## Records
○ ○ ○ ○ ○

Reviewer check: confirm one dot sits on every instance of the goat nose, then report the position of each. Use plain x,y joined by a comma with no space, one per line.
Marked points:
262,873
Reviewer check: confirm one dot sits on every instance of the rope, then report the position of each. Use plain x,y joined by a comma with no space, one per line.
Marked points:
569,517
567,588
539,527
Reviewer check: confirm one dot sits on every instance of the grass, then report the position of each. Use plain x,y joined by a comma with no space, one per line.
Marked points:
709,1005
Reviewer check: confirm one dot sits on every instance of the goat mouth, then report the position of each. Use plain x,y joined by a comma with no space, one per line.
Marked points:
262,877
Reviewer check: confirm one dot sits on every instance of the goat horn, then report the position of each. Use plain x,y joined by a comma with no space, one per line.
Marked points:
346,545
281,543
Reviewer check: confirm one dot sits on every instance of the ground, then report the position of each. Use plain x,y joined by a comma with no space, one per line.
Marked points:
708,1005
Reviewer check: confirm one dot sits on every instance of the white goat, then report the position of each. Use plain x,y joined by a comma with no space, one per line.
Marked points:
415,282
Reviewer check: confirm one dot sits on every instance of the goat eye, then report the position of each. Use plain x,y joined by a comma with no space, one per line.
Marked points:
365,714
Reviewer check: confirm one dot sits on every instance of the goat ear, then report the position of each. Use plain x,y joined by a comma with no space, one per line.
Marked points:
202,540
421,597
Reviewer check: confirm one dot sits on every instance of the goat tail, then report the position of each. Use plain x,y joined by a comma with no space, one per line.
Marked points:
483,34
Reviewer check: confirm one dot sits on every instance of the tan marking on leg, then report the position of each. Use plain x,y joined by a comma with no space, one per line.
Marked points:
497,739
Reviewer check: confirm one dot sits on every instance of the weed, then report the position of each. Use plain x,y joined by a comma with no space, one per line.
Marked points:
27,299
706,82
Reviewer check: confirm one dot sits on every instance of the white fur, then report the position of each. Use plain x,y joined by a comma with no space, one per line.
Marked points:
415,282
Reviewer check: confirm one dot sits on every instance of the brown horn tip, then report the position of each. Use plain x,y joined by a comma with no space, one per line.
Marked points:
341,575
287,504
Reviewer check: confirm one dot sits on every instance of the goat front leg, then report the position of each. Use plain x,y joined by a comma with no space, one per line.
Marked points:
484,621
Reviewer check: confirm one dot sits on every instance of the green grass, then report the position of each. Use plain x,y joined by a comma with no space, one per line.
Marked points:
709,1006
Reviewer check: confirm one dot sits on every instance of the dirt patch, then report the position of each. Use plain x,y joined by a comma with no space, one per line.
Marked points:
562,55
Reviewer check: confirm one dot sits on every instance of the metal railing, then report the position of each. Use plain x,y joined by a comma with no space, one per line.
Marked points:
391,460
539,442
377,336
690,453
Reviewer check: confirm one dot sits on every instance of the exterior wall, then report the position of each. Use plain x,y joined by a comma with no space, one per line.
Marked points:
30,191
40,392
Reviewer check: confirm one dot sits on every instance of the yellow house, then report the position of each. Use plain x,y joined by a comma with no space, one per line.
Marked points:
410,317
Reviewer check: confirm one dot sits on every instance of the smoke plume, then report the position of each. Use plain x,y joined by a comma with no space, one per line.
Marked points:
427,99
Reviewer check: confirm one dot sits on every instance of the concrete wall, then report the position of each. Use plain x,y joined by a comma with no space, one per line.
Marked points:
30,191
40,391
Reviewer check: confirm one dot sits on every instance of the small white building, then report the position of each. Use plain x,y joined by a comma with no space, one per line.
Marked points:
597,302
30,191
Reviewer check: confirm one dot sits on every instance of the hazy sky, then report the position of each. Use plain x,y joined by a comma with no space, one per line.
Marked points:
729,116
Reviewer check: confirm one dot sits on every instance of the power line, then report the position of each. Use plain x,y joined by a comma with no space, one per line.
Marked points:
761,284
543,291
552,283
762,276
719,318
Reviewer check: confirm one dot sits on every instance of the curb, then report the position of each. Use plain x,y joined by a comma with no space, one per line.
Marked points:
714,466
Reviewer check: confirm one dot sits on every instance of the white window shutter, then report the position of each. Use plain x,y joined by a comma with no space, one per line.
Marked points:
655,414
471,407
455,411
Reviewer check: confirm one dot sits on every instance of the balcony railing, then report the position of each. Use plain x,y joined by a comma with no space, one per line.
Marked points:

○ ○ ○ ○ ○

## Goal
Turn every line of the listing above into a numbered list, leaving out any blank lines.

## Solution to the problem
1. Reviewer check: confirm one dot sits on every instance of the goat nose, then report the position of each. Use plain x,y joined by a comma with no space, one per line.
2. Marked points:
3. 262,873
4. Reviewer check: confirm one dot sits on every instance of the rope, then report the position of each. Use plain x,y joined by a comma with no space, one per line.
5. Marked points:
6. 569,517
7. 567,588
8. 539,527
9. Reviewer check: confirm one dot sits on every instance of the grass, then report the position of each. Use plain x,y joined by a comma with no space, one per line.
10. Marked points:
11. 709,1005
12. Reviewer check: confirm one dot sits on every instance of the goat mouth, then report the position of each. Use plain x,y joined by a comma with no space, one per line.
13. Marked points:
14. 262,877
15. Reviewer check: confirm one dot sits on every instance of the goat horn, then report the position of each. Use plain x,y joined by a comma with no space, one per line.
16. Marked points:
17. 346,545
18. 281,543
19. Reviewer check: confirm one dot sits on every instance of the ground, then report the position of each. Use plain x,y joined by a comma with no space, one per line.
20. Marked points:
21. 708,1005
22. Reviewer check: confirm one dot sits on every instance of the white goat, then report the position of each. Use plain x,y joined by a comma with no space, one per line.
23. Marked points:
24. 415,282
25. Reviewer check: confirm one dot sits on every instance of the goat eye, then report the position of each. Use plain x,y joined by a comma with no space, one per line.
26. Marked points:
27. 365,714
28. Reviewer check: confirm one dot sits on every instance of the goat ear, then report the position of each. Use plain x,y joined by a comma with no space, one per line.
29. Marked points:
30. 202,540
31. 421,597
32. Reviewer check: confirm one dot sits on every instance of the goat tail, then report the position of each. Use plain x,y joined by a comma with no space, one per line.
33. Marked points:
34. 483,34
35. Reviewer check: confirm one dot sits on every instance of the tan marking on leg, then report the position of each. Use plain x,y joined by a comma with no space, one per line.
36. Marked points:
37. 497,739
38. Reviewer check: confirm one dot sits on every instance of the weed, then report the position of each. Use plain x,y joined by a comma with no space, one per line.
39. Marked points:
40. 27,299
41. 706,82
42. Reviewer check: confirm one dot sits on every instance of the white fur, then report the position of each. Use plain x,y joined by a comma with no space, one per line.
43. Marked points:
44. 415,282
45. Reviewer check: confirm one dot sits on every instance of the brown horn tip, then report the position of each. Use plain x,y joined by a comma with no space, one per line.
46. Marked points:
47. 341,575
48. 287,504
49. Reviewer check: confirm one dot sits on every instance of the goat front leg, then report the position of each. Use plain x,y joined by a comma with no space, one per line.
50. Marked points:
51. 484,621
52. Reviewer check: confirm one dot sits on every instance of the green grass, then report the position of each. Use plain x,y joined by a comma with no space, one per line.
53. Marked points:
54. 709,1006
55. Reviewer check: confirm one dot sits on every instance of the dirt patch, then report the position of each. Use plain x,y joined by a comma with no space, one per line.
56. Marked points:
57. 562,55
58. Reviewer check: confirm one dot sits on every instance of the metal railing, then report the position of each. Use plain x,y joined by a comma with no space, one per line.
59. Marked points:
60. 391,460
61. 539,442
62. 377,336
63. 690,453
64. Reviewer check: confirm one dot sits on every instance of the exterior wall, then report the position of each. Use plain x,y joined by a comma with no space, one per line.
65. Marked points:
66. 30,191
67. 40,392
68. Reviewer check: confirm one dot sits on every instance of the yellow house, then report the position of each. Use plain x,y joined by a comma with no space, one per line.
69. Marked points:
70. 410,317
71. Reviewer check: confirm one dot sits on every instance of the smoke plume, then report the position of each. Use plain x,y joined by a comma with no space, one per line.
72. Marked points:
73. 427,99
74. Reviewer check: confirm one dot sits on every instance of the concrete wall, then report the position of each. Use plain x,y joined by a comma with no space, one per line.
75. Marked points:
76. 30,191
77. 40,391
78. Reviewer check: confirm one dot sits on every instance of the small white building, then report the position of each. Use plain x,y joined by a comma with no space, one per line.
79. Marked points:
80. 597,302
81. 30,191
82. Reviewer check: confirm one dot sits on every instance of the hazy sky, then report the position of each. Use plain x,y joined by a comma with no space, one per line.
83. Marked points:
84. 729,116
85. Reviewer check: confirm one dot sits on every instance of the power line, then report the position of each. Use plain x,y joined by a comma with no space, one per line.
86. Marked points:
87. 761,284
88. 543,291
89. 552,283
90. 762,276
91. 719,318
92. Reviewer check: confirm one dot sits on every instance of the curb, then report the position of each. Use plain x,y joined by a comma with no space, one per line.
93. Marked points:
94. 714,466
95. Reviewer check: confirm one dot sits on every instance of the white window shutter, then report the position of each. Use plain x,y joined by a comma with no space, one per line.
96. Marked points:
97. 655,414
98. 471,407
99. 455,411
100. Reviewer check: confirm one dot sits on every instance of the balcony railing, then report the position of each. Use plain x,y joined by a comma with no space, one per line.
101. Marked points:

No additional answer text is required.